What you should do:
Transcribe exactly the lines from the one containing "Query: stucco column" through the end of the entries, including both the first and the last, and nothing else.

== Supplied data

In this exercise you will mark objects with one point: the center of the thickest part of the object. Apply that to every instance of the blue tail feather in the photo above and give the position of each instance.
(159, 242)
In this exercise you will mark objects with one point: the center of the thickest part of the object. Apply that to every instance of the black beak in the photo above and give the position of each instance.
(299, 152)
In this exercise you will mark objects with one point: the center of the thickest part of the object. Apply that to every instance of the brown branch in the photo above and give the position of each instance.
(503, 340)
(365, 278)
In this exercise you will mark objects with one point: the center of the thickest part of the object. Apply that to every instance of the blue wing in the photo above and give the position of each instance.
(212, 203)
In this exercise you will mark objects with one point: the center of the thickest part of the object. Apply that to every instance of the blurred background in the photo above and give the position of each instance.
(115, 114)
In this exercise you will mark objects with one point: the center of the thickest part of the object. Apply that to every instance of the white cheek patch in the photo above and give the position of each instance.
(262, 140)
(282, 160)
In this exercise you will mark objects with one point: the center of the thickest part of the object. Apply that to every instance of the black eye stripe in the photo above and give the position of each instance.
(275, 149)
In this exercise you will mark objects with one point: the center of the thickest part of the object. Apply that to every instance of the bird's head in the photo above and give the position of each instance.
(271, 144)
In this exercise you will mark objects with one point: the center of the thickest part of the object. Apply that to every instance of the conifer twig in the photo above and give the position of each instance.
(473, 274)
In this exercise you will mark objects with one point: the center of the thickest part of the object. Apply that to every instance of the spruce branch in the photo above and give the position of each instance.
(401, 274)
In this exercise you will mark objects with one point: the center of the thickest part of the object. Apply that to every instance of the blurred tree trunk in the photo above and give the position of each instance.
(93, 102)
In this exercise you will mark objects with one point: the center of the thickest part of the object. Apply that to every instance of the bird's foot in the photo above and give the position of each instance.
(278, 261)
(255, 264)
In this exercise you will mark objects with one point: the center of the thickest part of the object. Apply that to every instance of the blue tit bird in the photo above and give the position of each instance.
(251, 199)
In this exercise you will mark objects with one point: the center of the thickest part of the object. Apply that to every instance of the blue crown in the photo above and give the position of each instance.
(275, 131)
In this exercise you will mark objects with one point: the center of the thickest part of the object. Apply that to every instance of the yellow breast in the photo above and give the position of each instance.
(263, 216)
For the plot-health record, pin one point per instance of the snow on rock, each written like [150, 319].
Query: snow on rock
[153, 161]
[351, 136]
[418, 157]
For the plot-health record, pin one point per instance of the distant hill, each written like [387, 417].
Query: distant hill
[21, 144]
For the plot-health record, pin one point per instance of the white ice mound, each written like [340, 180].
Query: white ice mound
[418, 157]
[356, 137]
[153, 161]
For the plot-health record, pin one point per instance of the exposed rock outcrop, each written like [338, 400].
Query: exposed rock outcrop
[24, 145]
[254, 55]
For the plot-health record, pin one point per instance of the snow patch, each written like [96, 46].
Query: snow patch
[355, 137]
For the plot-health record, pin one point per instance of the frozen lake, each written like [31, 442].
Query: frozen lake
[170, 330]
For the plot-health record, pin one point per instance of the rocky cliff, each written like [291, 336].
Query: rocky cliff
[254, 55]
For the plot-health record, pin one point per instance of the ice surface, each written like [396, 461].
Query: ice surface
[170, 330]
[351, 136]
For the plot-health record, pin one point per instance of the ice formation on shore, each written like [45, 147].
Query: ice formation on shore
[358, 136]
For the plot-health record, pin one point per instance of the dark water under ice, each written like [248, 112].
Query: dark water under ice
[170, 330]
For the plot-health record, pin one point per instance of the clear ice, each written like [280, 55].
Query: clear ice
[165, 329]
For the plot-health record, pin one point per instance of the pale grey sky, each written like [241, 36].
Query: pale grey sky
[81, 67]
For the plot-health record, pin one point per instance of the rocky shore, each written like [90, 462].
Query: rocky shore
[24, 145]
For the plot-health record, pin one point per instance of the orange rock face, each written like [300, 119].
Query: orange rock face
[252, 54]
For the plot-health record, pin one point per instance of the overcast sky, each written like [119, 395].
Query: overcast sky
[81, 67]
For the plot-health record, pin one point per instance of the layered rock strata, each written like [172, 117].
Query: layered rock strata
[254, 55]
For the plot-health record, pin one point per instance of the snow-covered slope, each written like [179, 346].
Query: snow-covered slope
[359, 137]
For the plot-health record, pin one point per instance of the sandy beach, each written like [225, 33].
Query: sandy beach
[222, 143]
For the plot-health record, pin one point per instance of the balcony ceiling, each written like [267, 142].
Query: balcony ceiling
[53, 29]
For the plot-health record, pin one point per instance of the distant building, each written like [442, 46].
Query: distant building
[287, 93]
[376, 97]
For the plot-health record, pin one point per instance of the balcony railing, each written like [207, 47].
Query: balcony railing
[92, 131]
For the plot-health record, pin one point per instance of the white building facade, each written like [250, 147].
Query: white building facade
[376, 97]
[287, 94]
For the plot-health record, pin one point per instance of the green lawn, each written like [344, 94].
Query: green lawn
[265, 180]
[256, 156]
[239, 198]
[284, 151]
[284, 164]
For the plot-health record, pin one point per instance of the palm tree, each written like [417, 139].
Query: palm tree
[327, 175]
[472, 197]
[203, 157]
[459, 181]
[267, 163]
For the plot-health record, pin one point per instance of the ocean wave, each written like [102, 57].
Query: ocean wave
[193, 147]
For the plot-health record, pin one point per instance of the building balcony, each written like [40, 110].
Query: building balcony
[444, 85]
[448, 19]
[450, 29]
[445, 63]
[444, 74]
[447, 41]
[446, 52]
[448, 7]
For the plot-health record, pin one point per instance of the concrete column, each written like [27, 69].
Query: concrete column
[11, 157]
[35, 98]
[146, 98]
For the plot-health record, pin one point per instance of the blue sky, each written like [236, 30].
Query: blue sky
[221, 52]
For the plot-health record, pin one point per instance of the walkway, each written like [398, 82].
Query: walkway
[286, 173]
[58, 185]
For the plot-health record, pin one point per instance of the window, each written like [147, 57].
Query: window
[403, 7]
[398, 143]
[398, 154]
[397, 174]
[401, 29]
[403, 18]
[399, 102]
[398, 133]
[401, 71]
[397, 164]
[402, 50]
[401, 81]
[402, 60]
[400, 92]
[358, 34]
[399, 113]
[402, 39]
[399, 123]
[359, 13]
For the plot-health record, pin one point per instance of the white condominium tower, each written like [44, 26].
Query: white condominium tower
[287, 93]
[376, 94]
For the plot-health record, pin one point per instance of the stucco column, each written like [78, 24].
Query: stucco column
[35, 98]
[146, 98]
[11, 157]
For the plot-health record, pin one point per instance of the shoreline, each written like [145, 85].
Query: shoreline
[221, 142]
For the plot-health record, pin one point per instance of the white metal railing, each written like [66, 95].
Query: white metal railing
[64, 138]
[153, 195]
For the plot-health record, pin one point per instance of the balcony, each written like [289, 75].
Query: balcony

====

Expected output:
Query: stucco column
[35, 98]
[146, 98]
[11, 157]
For the plot-health record, pin one point per instance of the shoreline, each written like [145, 85].
Query: shoreline
[221, 142]
For the plot-health record, pin one point per instance of the white metal railing, each written like [66, 95].
Query: white metal railing
[64, 138]
[153, 195]
For the plot-health record, pin one point per instance of the balcony, each written like [289, 75].
Query: balcony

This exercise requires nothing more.